#### KUTIPAN TEKS
◇ ◇ ◇ ◇ ◇

Gamblang

Saya memiliki sebuah lingkaran yang, dan yang dijaga agar tetap, kecil. Suami, orangtua, adik-adik, dan sedikit teman. Teman-teman yang hanya bertemu mungkin satu dua kali setahun, dan baru-baru saja kami melakukannya. Tentu dengan satu topik yang tidak pernah ketinggalan: menukar kabar yang didengar mengenai orang-orang di luar lingkaran.

Kebiasaan ini terjadi saya pikir karena nyaris kami semua, jauh di dalam hati, merasa sebagai yang terbuang dan/atau dengan sengaja bersembunyi. Mungkin hanya sebagian dari kami tidak mau mengaku. Kami berteman dengan alasan masing-masing; alasan saya pribadi adalah mencari suaka yang leluasa untuk bersikap gamblang sebagai diri sendiri.

Sudahkah kalian dengar, kata salah seorang teman, ada orang-orang yang berubah. Si A, si B. Tidak mengapa, saya hanya bertanya-tanya...mengapa tidak sejak dulu saja.

Tentu, kami semua bertanya-tanya. Sebab kami adalah orang-orang yang terbiasa pada perubahan. Orang-orang yang menghadapi sesuatu dengan pembukaan, "Baiklah, apa yang bisa kami lakukan untukmu?" Orang-orang yang sejak pertama memulai langkah dengan gamblang. Kadarnya berbeda-beda tetapi kurang lebih sama.

◇ ◇ ◇ ◇ ◇

#### DATA YANG TERSEDIA
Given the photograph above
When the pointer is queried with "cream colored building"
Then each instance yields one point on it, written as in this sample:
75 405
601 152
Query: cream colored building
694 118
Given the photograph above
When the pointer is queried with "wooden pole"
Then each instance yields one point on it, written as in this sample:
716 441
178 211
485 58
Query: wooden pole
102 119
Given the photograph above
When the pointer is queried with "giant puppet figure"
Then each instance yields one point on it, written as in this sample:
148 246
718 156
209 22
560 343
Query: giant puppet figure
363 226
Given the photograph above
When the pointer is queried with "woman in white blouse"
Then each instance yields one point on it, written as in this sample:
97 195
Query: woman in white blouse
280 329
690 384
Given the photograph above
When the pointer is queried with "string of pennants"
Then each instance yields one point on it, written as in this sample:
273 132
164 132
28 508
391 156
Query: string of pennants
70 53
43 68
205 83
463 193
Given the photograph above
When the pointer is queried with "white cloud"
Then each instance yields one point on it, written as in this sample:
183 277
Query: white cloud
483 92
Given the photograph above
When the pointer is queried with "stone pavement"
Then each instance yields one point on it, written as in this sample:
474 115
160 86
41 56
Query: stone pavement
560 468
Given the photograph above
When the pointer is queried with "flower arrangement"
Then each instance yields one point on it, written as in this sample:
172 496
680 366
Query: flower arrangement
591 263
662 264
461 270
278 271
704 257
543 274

◇ ◇ ◇ ◇ ◇

#### DESKRIPSI LATIHAN
Menurut tulisan berjudul "Gamblang", mengapa kebiasaan bertukar kabar tentang orang-orang di luar lingkaran selalu muncul setiap kali penulis bertemu teman-temannya? Jelaskan dalam satu hingga tiga kalimat.

#### HASIL AKHIR
Penulis berpendapat bahwa kebiasaan itu terjadi karena hampir semua anggota lingkaran, jauh di dalam hati, merasa sebagai orang yang terbuang dan/atau sengaja bersembunyi. Penulis juga menduga bahwa mungkin hanya sebagian dari mereka yang tidak mau mengakuinya.